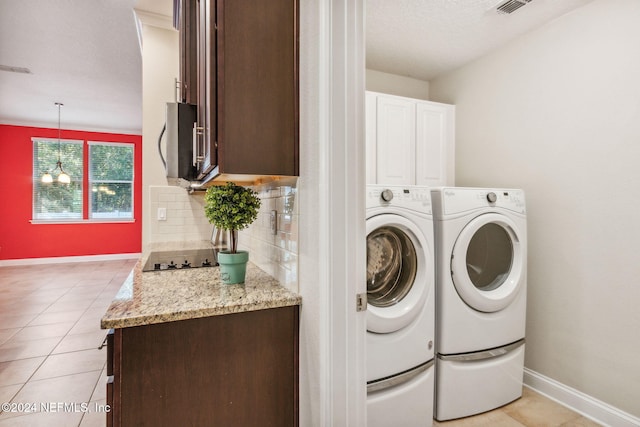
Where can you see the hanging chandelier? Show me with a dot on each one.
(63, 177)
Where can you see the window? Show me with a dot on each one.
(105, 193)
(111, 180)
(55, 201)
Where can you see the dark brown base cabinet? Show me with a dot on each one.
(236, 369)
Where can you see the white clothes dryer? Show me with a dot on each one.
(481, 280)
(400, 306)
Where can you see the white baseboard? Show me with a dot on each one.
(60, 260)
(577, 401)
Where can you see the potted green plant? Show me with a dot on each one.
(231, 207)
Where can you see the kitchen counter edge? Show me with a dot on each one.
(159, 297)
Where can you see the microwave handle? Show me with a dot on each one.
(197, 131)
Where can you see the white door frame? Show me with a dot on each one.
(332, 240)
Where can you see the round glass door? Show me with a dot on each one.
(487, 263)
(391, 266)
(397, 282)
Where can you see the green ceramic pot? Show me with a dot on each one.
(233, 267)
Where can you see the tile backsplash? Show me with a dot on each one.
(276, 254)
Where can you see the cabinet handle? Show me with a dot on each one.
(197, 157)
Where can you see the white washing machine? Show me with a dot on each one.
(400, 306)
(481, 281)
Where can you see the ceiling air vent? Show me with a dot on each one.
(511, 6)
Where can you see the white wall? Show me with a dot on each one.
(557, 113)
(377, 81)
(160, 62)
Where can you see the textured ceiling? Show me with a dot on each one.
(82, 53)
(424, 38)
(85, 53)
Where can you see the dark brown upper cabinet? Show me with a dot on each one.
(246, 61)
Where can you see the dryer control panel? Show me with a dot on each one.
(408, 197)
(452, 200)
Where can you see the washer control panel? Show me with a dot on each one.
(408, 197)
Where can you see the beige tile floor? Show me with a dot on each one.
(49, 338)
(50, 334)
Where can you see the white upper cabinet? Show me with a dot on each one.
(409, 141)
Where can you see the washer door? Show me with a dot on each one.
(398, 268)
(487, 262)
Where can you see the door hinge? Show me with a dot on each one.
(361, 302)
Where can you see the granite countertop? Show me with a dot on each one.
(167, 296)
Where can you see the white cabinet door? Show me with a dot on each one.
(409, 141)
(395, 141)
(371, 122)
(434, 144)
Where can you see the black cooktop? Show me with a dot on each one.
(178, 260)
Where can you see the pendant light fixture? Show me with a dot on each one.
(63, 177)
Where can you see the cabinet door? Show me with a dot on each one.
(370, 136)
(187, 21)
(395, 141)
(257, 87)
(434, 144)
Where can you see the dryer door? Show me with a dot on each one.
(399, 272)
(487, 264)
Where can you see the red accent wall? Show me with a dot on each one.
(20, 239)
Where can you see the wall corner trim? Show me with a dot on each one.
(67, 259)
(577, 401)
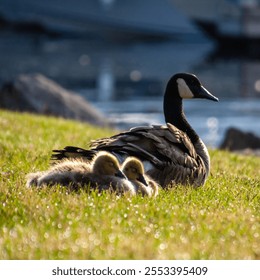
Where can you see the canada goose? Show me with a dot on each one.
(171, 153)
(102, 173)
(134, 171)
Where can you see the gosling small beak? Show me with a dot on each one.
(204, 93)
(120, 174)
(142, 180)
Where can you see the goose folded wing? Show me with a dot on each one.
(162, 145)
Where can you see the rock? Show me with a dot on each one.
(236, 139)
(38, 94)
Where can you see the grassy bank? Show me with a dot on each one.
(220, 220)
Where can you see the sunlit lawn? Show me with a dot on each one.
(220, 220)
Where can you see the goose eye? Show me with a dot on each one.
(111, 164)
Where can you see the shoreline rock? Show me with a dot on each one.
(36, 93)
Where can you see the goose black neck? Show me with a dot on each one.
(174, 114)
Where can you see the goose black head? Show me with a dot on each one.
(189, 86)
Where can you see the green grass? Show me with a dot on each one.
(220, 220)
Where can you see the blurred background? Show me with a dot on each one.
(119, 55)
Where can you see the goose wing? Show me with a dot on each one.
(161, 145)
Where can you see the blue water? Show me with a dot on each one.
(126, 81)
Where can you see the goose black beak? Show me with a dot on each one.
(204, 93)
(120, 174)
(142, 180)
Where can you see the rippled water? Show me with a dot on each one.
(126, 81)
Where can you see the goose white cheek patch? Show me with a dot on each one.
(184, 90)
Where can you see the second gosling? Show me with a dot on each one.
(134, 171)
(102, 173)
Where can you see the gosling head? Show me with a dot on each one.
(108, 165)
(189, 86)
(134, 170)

-- Task details --
Return each line exactly as written. Any picture gets left out.

-- Exercise solution --
Where can you see the hanging chandelier? Show me with a dot on each one.
(63, 177)
Where can you see the window? Show me with a dot on each one.
(105, 193)
(111, 180)
(55, 201)
Where can you see the dark brown base cabinet? Show me with a dot on each one.
(236, 369)
Where can you see the white clothes dryer? Show me with a dot on each one.
(481, 280)
(400, 306)
Where can you see the white baseboard? Show me with a dot on each one.
(60, 260)
(577, 401)
Where can you see the potted green plant? Show me with a dot on each one.
(231, 207)
Where can you see the kitchen counter edge? Show me with a dot on each one.
(159, 297)
Where can you see the microwave handle? Show me with a dot on each one.
(197, 131)
Where can you see the white door frame? Show me with a dot on each one.
(332, 240)
Where can you see the round glass door? Show me with a dot on each one.
(487, 263)
(391, 266)
(397, 282)
Where can you see the green ceramic pot? Show me with a dot on each one.
(233, 267)
Where can you see the tile backsplash? Show me with a dot on each one.
(276, 254)
Where can you see the cabinet handle? Show me with a dot on each one.
(197, 157)
Where can you see the white washing machine? Show me with a dot on each one.
(400, 306)
(481, 281)
Where can you see the ceiling air vent? Show me with a dot on each one.
(511, 6)
Where can you see the white wall? Show me with a dot on each one.
(557, 113)
(377, 81)
(160, 62)
Where can you see the textured ceiling? Show me with a dot on each one.
(82, 53)
(424, 38)
(85, 53)
Where can you see the dark brown upper cabinet? Show me with a dot on each one.
(246, 61)
Where can you see the dryer control panel? Show me with a dot on each one.
(408, 197)
(452, 200)
Where can you see the washer control panel? Show me with a dot on each one.
(408, 197)
Where can you see the beige tile floor? Show me with a dot on each one.
(49, 338)
(50, 334)
Where can you see the white upper cabinet? Show me with a dot on each one.
(409, 141)
Where can you see the washer door? Show me with a dot on each one.
(398, 268)
(487, 262)
Where can you see the door hinge? Show me with a dot on each one.
(361, 302)
Where can you see the granite countertop? Show me with a dot on each one.
(167, 296)
Where can you see the white cabinet door? Show me with a dot on each one.
(409, 141)
(395, 141)
(371, 122)
(434, 144)
Where can you see the black cooktop? Show me with a dot on each one.
(178, 260)
Where can you see the pendant light fixture? Show me with a dot on each one.
(63, 177)
Where can you see the cabinet door? Show me with a dot on each one.
(370, 136)
(187, 21)
(395, 141)
(257, 87)
(434, 144)
Where can you see the dryer door? Show me with a dot on each one.
(399, 272)
(487, 264)
Where can you see the red accent wall? Show me with a dot on each one.
(20, 239)
Where can you see the wall corner trim? Show me with a dot on each one.
(67, 259)
(577, 401)
Where can you see the canada goose? Show me with a dot on each one.
(171, 153)
(102, 173)
(134, 171)
Where can you see the gosling small beak? Show me with a dot on each one.
(204, 93)
(120, 174)
(142, 180)
Where can you see the goose folded wing? Show me with a dot on each one.
(162, 145)
Where can you see the rock? Show me with a dot on each one.
(236, 139)
(38, 94)
Where can you see the grassy bank? Show me with a dot on each one.
(220, 220)
Where can you see the sunlit lawn? Show me with a dot on each one.
(220, 220)
Where can you see the goose eye? Show me with a dot on each one.
(111, 164)
Where can you see the shoreline rock? Show me with a dot on each one.
(36, 93)
Where can you see the goose black neck? Show me with a dot on each one.
(174, 114)
Where can you see the goose black head? Show me with a dot on each one.
(189, 86)
Where can you see the green grass? Show me with a dot on each one.
(220, 220)
Where can you see the blurred background? Show me with a dot on each one.
(119, 55)
Where can you see the goose wing? Show me with a dot on each one.
(161, 145)
Where can you see the blue water? Show me with a dot on each one.
(126, 81)
Where can you see the goose black beak? Show me with a dot on each one.
(204, 93)
(120, 174)
(142, 180)
Where can you see the rippled water? Show me with a dot on each one.
(126, 81)
Where can you see the goose white cheek patch? Show me with a dot on each one.
(184, 90)
Where can you see the second gosling? Show me with a dot on each one.
(134, 171)
(102, 173)
Where can you see the gosling head? Show me with a dot on each one.
(108, 165)
(189, 86)
(134, 170)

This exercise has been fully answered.